#### RECORDS SUPPLIED:
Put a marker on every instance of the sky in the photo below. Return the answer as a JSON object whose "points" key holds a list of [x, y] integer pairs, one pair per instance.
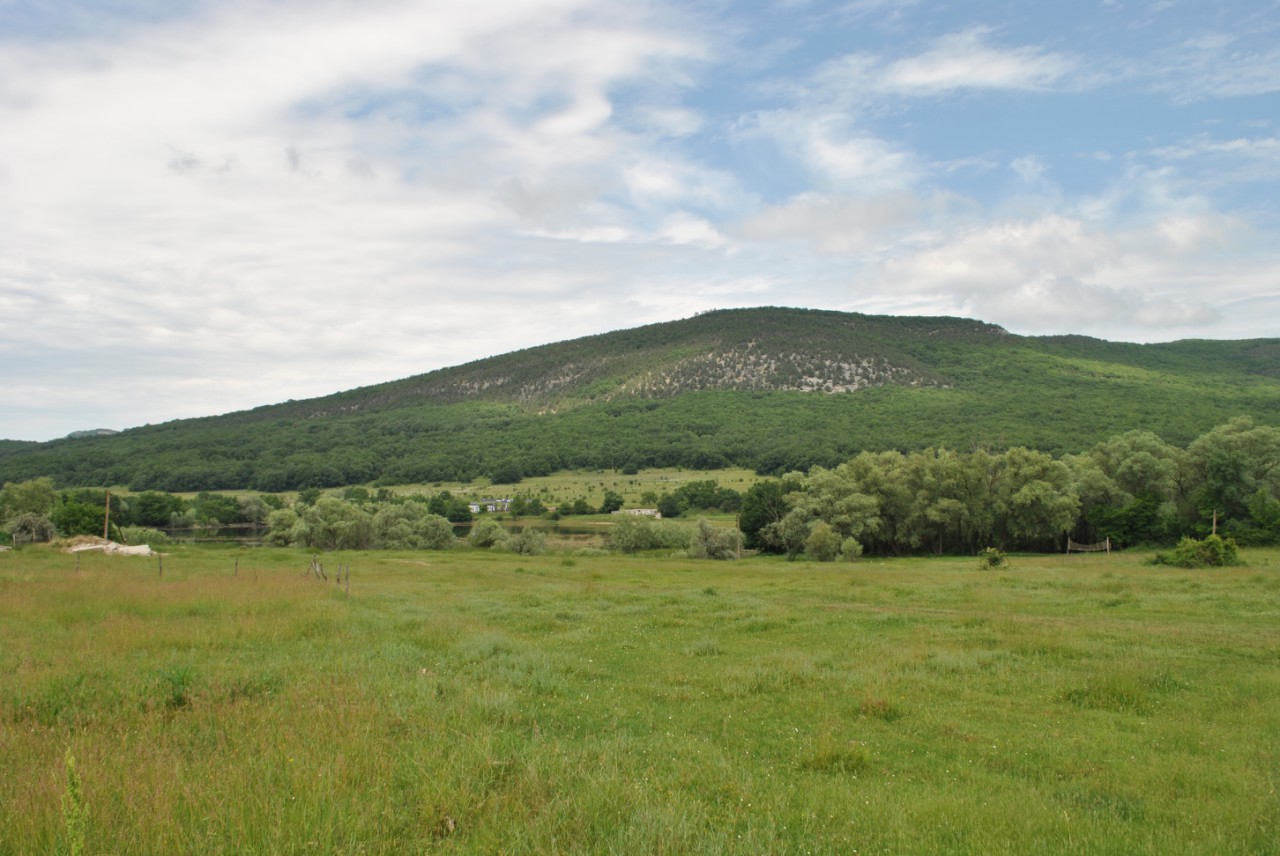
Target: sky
{"points": [[213, 205]]}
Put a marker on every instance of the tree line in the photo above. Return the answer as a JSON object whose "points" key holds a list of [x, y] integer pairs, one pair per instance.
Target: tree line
{"points": [[1133, 489]]}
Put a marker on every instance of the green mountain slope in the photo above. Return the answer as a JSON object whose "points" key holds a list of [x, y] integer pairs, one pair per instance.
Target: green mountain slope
{"points": [[771, 388]]}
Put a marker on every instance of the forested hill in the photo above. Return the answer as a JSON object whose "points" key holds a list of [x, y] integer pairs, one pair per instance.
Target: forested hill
{"points": [[773, 389]]}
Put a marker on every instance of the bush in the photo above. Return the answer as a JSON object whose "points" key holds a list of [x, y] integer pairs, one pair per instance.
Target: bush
{"points": [[1214, 552], [823, 543], [712, 543], [30, 527], [850, 549], [636, 534], [528, 541], [142, 535], [992, 558], [487, 532]]}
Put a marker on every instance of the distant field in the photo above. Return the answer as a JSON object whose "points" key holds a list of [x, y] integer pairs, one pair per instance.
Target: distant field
{"points": [[568, 485], [563, 486], [483, 703]]}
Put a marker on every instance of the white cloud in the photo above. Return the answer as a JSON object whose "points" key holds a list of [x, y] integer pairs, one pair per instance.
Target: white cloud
{"points": [[837, 225], [1061, 275], [965, 60]]}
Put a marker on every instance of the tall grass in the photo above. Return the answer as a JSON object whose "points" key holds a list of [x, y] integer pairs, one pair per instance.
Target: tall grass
{"points": [[479, 703]]}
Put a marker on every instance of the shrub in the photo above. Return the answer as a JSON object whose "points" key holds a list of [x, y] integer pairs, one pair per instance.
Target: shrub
{"points": [[528, 541], [992, 558], [142, 535], [1214, 552], [30, 527], [823, 543], [487, 532], [712, 543], [636, 534]]}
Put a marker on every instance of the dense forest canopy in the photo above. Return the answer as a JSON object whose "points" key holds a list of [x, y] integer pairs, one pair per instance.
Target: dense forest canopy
{"points": [[769, 389]]}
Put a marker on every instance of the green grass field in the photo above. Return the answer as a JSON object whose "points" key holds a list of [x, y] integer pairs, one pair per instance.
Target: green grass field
{"points": [[484, 703]]}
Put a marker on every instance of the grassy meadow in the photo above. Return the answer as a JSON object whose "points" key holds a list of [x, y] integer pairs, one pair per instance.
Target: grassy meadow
{"points": [[485, 703]]}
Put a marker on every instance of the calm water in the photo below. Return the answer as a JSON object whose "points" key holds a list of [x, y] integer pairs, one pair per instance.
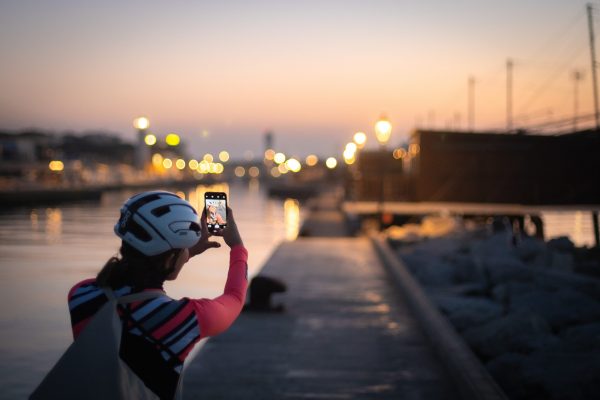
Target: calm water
{"points": [[44, 251]]}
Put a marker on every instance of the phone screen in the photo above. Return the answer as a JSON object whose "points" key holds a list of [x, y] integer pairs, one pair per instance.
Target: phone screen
{"points": [[216, 210]]}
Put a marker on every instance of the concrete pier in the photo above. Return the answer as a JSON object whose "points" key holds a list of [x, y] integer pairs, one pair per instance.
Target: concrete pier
{"points": [[346, 333]]}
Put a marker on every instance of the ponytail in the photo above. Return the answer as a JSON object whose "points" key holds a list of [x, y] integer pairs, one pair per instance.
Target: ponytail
{"points": [[132, 268]]}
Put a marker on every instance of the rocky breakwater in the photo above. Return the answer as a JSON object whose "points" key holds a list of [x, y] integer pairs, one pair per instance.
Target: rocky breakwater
{"points": [[519, 304]]}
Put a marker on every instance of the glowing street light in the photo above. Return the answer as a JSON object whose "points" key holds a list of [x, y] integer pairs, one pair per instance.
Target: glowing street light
{"points": [[331, 163], [157, 159], [254, 172], [224, 156], [239, 171], [193, 164], [141, 123], [150, 139], [279, 158], [56, 166], [180, 164], [172, 139], [312, 160], [293, 165], [383, 130]]}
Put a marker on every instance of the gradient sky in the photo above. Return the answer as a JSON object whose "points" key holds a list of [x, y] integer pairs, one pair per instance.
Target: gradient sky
{"points": [[313, 72]]}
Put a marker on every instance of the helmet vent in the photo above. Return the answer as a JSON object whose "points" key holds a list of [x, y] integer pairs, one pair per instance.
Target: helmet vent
{"points": [[160, 211], [137, 230], [194, 227]]}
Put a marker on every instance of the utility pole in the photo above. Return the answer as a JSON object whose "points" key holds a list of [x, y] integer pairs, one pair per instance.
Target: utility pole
{"points": [[577, 76], [509, 67], [593, 54], [471, 103]]}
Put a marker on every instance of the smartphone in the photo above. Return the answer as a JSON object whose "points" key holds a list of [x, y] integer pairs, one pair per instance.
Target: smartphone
{"points": [[215, 204]]}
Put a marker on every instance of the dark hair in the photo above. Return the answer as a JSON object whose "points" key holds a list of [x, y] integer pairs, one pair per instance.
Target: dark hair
{"points": [[132, 268]]}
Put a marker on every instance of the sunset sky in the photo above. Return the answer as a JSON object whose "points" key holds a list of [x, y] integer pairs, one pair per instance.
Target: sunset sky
{"points": [[222, 73]]}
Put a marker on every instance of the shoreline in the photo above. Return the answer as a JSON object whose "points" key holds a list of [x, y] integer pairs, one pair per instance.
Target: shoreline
{"points": [[521, 307]]}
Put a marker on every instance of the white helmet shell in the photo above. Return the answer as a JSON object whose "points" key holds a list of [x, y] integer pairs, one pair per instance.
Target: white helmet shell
{"points": [[155, 222]]}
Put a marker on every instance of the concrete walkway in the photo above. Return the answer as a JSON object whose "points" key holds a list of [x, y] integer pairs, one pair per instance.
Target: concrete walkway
{"points": [[345, 334]]}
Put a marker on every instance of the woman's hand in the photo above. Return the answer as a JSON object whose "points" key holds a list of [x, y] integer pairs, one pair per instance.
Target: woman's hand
{"points": [[203, 244], [230, 234]]}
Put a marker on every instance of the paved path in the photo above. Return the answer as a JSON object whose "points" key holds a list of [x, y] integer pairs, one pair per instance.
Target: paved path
{"points": [[346, 334]]}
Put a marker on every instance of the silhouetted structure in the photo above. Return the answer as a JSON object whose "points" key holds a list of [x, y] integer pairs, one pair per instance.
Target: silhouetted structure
{"points": [[507, 168]]}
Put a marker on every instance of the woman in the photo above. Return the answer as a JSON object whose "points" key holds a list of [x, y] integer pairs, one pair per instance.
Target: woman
{"points": [[160, 232]]}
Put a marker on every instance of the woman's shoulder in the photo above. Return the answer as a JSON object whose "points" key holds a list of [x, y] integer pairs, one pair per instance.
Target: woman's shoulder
{"points": [[85, 285]]}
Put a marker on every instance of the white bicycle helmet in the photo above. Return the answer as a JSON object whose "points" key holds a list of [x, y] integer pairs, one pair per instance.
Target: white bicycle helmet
{"points": [[155, 222]]}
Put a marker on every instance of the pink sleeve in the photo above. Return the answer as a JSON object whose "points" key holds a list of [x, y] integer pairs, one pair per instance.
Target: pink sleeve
{"points": [[216, 315]]}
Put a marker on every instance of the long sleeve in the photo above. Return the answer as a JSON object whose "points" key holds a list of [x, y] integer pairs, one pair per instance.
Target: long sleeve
{"points": [[216, 315]]}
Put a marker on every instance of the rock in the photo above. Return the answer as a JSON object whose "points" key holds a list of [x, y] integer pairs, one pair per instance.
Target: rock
{"points": [[563, 376], [474, 312], [562, 243], [506, 269], [493, 246], [434, 273], [544, 375], [555, 280], [560, 308], [516, 333], [503, 292], [529, 249], [466, 270], [471, 289], [562, 261]]}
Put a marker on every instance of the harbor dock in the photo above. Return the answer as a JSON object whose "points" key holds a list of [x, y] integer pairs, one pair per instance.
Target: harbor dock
{"points": [[345, 333], [348, 330]]}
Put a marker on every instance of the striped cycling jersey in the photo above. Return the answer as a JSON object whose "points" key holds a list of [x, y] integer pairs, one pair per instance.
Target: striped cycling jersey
{"points": [[160, 332]]}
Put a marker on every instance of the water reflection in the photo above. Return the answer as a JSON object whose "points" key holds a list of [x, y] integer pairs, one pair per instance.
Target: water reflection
{"points": [[53, 224], [291, 210], [71, 243]]}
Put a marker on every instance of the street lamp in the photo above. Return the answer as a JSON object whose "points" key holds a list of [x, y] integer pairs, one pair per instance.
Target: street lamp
{"points": [[383, 131]]}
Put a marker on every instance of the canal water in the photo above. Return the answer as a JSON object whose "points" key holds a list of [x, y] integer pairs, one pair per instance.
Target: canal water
{"points": [[45, 250]]}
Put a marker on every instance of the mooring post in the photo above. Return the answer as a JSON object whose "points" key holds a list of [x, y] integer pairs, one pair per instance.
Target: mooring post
{"points": [[596, 229]]}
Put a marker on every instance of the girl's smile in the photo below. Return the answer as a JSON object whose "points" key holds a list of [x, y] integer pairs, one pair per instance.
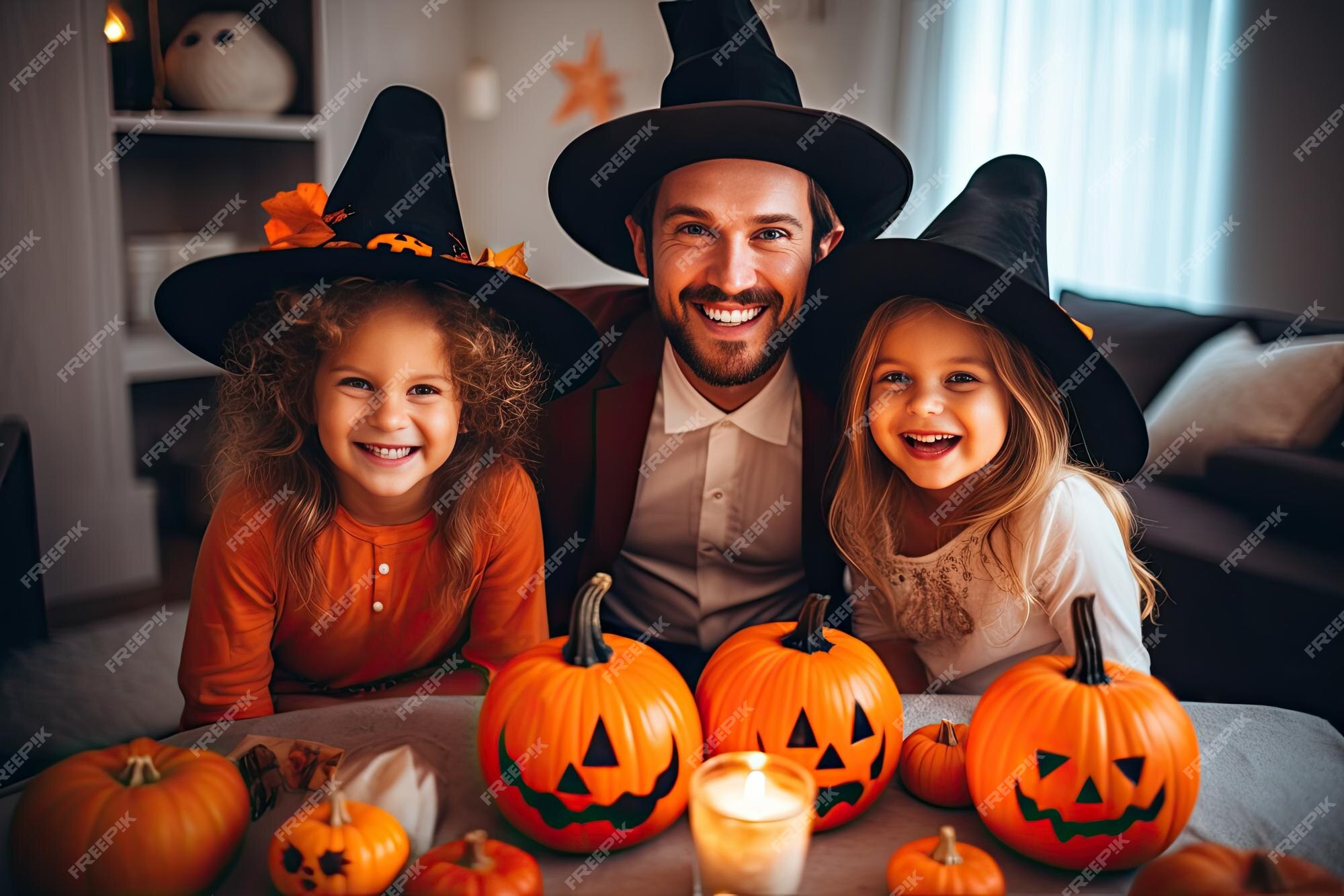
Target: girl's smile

#### WRITTEN PROBLEM:
The lines to repeat start at the one holding "Put a marker on every instance of the street" and run through the last line of the records above; write them out exactly, both ends included, but not the pictures.

#### FINISHED ANSWER:
Put a marker on every instance of the street lamp in the photo above. Return the answer as a JSON object whose "points" key holds a list of [x, y] integer pairs, one pair per instance.
Target: street lamp
{"points": [[383, 131]]}
Put a marker on every instance of the canal water in the photo above. Return the answer as a JSON object whose "points" key holds a list of [x, y] integer pairs, one pair per instance.
Target: canal water
{"points": [[45, 250]]}
Put a marker on every instance of the mooring post in the photo above. Return the answer as a JSON object whose "points" key holds a list of [x, y] integer pairs, one pair per instance.
Target: mooring post
{"points": [[596, 229]]}
Put a marker on every instance of the girl's smile in the photo below. Return the answer as a JSON object whose "points" key holds a list of [x, y] integer pairs, one pair per instance.
Target: girl's smile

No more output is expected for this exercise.